#### Your objective:
Count the lines in the entries that contain the word "every", with case counting, and reply with only that number.

#### Data to process:
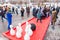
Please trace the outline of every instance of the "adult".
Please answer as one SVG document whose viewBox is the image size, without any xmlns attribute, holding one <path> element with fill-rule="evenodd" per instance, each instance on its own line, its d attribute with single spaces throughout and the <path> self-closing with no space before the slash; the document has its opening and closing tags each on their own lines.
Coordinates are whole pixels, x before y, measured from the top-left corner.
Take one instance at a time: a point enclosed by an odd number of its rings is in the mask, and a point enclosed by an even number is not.
<svg viewBox="0 0 60 40">
<path fill-rule="evenodd" d="M 5 18 L 5 14 L 3 11 L 3 7 L 0 7 L 0 16 L 1 16 L 2 22 L 4 22 L 3 18 Z"/>
<path fill-rule="evenodd" d="M 10 30 L 10 25 L 12 24 L 12 13 L 9 12 L 9 8 L 6 12 L 6 19 L 8 21 L 8 30 Z"/>
</svg>

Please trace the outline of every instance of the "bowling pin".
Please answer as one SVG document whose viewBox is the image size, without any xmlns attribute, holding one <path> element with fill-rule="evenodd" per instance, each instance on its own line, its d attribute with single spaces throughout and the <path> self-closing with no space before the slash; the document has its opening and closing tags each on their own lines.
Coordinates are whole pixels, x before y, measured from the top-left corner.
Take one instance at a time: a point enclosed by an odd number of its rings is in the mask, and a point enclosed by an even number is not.
<svg viewBox="0 0 60 40">
<path fill-rule="evenodd" d="M 28 34 L 25 34 L 24 40 L 30 40 L 30 36 Z"/>
<path fill-rule="evenodd" d="M 21 38 L 21 36 L 22 36 L 21 24 L 16 27 L 16 30 L 17 30 L 17 31 L 16 31 L 16 37 L 17 37 L 17 38 Z"/>
</svg>

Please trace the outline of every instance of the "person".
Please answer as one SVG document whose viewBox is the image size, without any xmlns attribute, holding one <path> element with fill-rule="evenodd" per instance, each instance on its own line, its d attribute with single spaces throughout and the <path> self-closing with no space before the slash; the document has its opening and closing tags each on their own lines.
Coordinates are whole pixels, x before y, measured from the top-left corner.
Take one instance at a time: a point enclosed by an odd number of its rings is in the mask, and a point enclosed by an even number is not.
<svg viewBox="0 0 60 40">
<path fill-rule="evenodd" d="M 6 19 L 8 21 L 8 30 L 10 30 L 10 25 L 12 24 L 12 14 L 9 12 L 9 8 L 6 12 Z"/>
<path fill-rule="evenodd" d="M 33 8 L 33 16 L 36 17 L 35 15 L 36 15 L 36 7 Z"/>
<path fill-rule="evenodd" d="M 27 17 L 30 15 L 30 7 L 26 7 Z"/>
<path fill-rule="evenodd" d="M 15 12 L 14 12 L 14 7 L 12 7 L 12 12 L 15 13 Z"/>
<path fill-rule="evenodd" d="M 16 8 L 16 13 L 17 13 L 17 15 L 18 15 L 18 8 Z"/>
<path fill-rule="evenodd" d="M 59 7 L 57 6 L 57 8 L 56 8 L 56 11 L 57 11 L 57 14 L 56 14 L 56 17 L 58 18 L 58 13 L 59 13 Z"/>
<path fill-rule="evenodd" d="M 24 8 L 21 8 L 21 17 L 24 18 Z"/>
<path fill-rule="evenodd" d="M 3 7 L 0 7 L 0 16 L 1 16 L 2 22 L 4 22 L 3 18 L 5 18 L 5 14 L 3 11 Z"/>
<path fill-rule="evenodd" d="M 38 20 L 40 20 L 40 22 L 42 22 L 42 21 L 41 21 L 41 16 L 42 16 L 42 14 L 41 14 L 40 10 L 38 9 L 37 22 L 38 22 Z"/>
<path fill-rule="evenodd" d="M 52 11 L 52 25 L 53 25 L 53 29 L 54 28 L 54 25 L 55 25 L 55 22 L 56 22 L 56 14 L 57 14 L 57 11 L 55 10 L 55 8 L 53 8 L 53 11 Z"/>
</svg>

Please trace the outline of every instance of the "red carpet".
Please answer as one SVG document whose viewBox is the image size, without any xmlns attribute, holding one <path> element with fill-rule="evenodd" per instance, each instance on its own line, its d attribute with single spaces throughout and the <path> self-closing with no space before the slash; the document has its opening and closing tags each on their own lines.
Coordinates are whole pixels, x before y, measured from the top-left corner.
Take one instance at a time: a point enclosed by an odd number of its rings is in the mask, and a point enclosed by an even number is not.
<svg viewBox="0 0 60 40">
<path fill-rule="evenodd" d="M 38 21 L 38 23 L 37 23 L 36 18 L 32 18 L 28 22 L 36 24 L 36 30 L 34 31 L 33 35 L 30 38 L 30 40 L 44 40 L 45 33 L 46 33 L 46 31 L 48 29 L 48 25 L 50 23 L 50 17 L 45 18 L 44 20 L 42 20 L 42 23 L 40 23 L 40 21 Z M 22 33 L 22 38 L 20 38 L 20 39 L 17 39 L 16 36 L 11 36 L 9 31 L 3 33 L 3 35 L 5 37 L 11 39 L 11 40 L 24 40 L 25 26 L 26 26 L 26 24 L 23 23 L 22 24 L 23 33 Z"/>
</svg>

#### Answer to this problem:
4